PROVIDED MATERIAL:
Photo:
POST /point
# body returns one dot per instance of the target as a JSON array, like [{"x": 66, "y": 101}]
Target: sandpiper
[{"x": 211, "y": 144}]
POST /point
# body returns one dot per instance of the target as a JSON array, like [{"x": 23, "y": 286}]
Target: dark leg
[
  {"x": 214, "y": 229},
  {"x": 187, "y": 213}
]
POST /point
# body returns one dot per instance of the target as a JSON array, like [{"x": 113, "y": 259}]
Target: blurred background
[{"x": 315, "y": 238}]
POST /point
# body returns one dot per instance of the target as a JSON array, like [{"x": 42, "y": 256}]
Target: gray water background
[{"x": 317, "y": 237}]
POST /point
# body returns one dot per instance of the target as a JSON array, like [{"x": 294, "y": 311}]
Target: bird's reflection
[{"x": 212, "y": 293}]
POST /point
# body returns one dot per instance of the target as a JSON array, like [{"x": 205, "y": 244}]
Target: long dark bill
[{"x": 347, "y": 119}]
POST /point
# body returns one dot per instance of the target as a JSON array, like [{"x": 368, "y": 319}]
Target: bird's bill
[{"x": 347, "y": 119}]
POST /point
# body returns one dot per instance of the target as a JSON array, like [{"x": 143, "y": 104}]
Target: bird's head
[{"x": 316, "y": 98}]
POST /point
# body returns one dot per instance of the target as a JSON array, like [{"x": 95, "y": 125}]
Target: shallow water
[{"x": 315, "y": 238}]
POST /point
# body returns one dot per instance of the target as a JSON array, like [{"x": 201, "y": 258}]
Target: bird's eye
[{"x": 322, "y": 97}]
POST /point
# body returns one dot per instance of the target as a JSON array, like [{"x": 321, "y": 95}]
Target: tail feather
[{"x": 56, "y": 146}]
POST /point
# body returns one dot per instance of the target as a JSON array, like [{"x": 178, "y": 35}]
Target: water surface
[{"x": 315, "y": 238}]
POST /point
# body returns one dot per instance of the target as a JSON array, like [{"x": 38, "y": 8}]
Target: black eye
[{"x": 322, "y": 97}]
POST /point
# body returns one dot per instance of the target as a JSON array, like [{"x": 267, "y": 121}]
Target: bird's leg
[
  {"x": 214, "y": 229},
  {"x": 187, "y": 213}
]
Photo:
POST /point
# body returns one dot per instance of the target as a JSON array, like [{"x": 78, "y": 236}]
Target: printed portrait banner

WHAT THE TASK ASKS: Filter the lines above, keeping every one that contains the string "bird"; case counts.

RESULT OF THIS TASK:
Target: bird's reflection
Target: bird's bill
Target: bird's head
Target: bird's eye
Target: bird's leg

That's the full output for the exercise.